WHAT IS EXPECTED:
Word for word, repeat each entry that follows.

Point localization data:
_ _ _

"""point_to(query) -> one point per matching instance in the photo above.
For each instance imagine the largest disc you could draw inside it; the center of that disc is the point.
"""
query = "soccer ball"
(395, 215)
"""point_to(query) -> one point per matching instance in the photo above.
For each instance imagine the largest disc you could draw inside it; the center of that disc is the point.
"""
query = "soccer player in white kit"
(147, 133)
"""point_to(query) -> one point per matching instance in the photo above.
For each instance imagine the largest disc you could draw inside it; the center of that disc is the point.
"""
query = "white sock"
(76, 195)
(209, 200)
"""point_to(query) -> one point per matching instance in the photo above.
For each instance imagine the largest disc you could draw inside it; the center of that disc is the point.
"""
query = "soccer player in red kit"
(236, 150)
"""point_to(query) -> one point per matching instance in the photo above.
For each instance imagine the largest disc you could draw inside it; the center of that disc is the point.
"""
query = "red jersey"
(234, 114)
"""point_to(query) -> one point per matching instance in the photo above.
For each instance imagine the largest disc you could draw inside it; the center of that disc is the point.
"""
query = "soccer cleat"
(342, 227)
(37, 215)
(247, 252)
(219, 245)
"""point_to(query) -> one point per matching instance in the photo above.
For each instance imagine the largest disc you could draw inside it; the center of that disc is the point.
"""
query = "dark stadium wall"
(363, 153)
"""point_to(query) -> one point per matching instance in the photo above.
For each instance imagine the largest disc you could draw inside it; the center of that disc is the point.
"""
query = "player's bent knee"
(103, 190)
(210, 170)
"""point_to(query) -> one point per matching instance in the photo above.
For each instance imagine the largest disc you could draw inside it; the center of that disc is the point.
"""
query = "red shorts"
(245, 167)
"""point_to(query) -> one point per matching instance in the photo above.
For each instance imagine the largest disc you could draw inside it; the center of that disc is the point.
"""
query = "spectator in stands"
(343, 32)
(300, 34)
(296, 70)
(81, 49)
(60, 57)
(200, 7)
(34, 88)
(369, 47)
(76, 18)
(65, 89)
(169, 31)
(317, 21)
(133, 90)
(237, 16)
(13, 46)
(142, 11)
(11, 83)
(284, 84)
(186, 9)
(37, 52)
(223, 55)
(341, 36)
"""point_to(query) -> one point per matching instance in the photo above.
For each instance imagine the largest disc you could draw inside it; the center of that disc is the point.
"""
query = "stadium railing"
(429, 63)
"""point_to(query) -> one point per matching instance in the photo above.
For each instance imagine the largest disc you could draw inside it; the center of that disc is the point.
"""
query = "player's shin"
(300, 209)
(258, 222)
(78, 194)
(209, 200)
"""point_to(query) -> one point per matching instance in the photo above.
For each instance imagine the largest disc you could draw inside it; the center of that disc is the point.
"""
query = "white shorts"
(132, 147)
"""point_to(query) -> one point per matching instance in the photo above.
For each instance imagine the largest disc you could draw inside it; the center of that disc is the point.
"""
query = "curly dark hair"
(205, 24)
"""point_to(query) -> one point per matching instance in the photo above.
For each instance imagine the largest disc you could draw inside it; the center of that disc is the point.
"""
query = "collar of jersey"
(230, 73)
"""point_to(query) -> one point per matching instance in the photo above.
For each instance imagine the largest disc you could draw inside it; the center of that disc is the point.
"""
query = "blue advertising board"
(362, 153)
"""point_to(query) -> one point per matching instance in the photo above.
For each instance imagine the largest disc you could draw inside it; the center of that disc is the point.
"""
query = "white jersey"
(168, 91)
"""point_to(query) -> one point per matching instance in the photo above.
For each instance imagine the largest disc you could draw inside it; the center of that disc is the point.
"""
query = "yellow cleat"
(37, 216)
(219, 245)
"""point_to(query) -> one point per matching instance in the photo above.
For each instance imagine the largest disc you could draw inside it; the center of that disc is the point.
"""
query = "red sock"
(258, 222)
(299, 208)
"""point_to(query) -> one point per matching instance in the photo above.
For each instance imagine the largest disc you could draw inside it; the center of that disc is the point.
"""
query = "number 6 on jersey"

_ _ _

FINAL ANSWER:
"""point_to(query) -> one point per matching instance in the photo above.
For each instance imagine the largest disc you could draw inside it; the center of that disc is the point.
"""
query = "soccer ball"
(395, 215)
"""point_to(query) -> one point per matching instance in the photo above.
For each instance imagine the largest disc you could draw inside it; the center of that disc is the point.
"""
query = "soccer player in white kit"
(147, 133)
"""point_to(query) -> one point per matching instance in the photo above.
For each instance imagine the largest disc you could draw inside it; the center of that disc is the point.
"""
query = "white sock"
(76, 195)
(209, 200)
"""point_to(query) -> one point per matching instance in the photo above.
For each instance imagine the largest disc you could draw inside it; the center of that disc is the point.
"""
query = "soccer player in red kit"
(236, 150)
"""point_to(query) -> one point per matching instance in the photo above.
For each instance imagine the largest disc you could draw inside it; the center of that disc is the point.
"""
query = "red jersey"
(234, 114)
"""point_to(query) -> one point per matching instance in the photo above.
For each instance imagine the largest disc you could draw inside it; the center of that disc is the point.
"""
query = "soccer cleat"
(342, 227)
(37, 215)
(247, 252)
(219, 245)
"""point_to(query) -> one point per matching instance in the photo above.
For each instance imagine the largest disc you could draw inside it; the center of that disc is the point.
"""
query = "dark stadium wall"
(363, 153)
"""point_to(query) -> one point per matching instance in the photo above.
For each instance imagine the largest disc you could draw inside it; the center of that disc is the point.
"""
query = "player's bent knee"
(103, 190)
(210, 170)
"""point_to(query) -> one point per matching instance in the photo above.
For each instance imagine the largest disc you could draw inside it; the center of that disc is the point.
"""
query = "red shorts"
(245, 167)
"""point_to(query) -> one point per matching instance in the photo above.
For each instance imagine the largest disc you could draw inside it; the center of that disc is the point.
"""
query = "spectator in stands"
(343, 32)
(300, 34)
(296, 70)
(81, 49)
(60, 57)
(200, 7)
(34, 88)
(369, 47)
(76, 18)
(65, 89)
(169, 31)
(317, 21)
(133, 90)
(237, 16)
(13, 46)
(142, 11)
(11, 83)
(284, 84)
(186, 9)
(37, 52)
(223, 55)
(341, 36)
"""point_to(query) -> one point per matching instance in the photo above.
For each instance imagine the largest disc you could draw inside it; the center of that disc is the point.
"""
query = "stadium railing"
(429, 63)
"""point_to(query) -> one point per matching instance in the photo above.
For each instance imagine the largest disc you could draw inside it; the center of that disc is the point.
"""
query = "player's shin"
(300, 209)
(258, 222)
(78, 194)
(209, 200)
"""point_to(query) -> one point per matching instance in the photo above.
For each instance imagine the largest disc you could draw inside it; the center of that disc is the point.
"""
query = "white shorts"
(132, 147)
"""point_to(query) -> one point per matching instance in the photo above.
For each instance imagine the largest disc you could draw inside it; the center of that disc is the point.
"""
query = "curly dark hair"
(205, 24)
"""point_to(query) -> one point per matching instance in the photo above.
For each instance imagine the largest disc you could draw inside it; the center of that disc is the point.
"""
query = "collar of jersey"
(230, 73)
"""point_to(query) -> one point per matching instance in the photo above.
For each instance imagine the largest disc you could draw inside it; the center of that disc is the point.
"""
query = "blue advertising board"
(362, 153)
"""point_to(query) -> one point per matching instance in the photo above.
For each instance imagine the largest disc you could draw inside it; the center of that disc is the point.
"""
query = "white jersey"
(168, 91)
"""point_to(query) -> one point per matching instance in the photo above.
For each instance imagine the largest disc you could draw inside it; the center of that disc is the point.
"""
query = "yellow cleat"
(37, 216)
(219, 245)
"""point_to(query) -> one point per matching instance in the photo above.
For each instance imagine the largest disc you could draw inside it; the center of that disc is the point.
"""
query = "red sock"
(258, 222)
(299, 208)
"""point_to(query) -> one point per matching instance in the photo above.
For each instance imagine the largest disc you could draw inside it; the center of that disc is the point.
"""
query = "number 6 on jersey"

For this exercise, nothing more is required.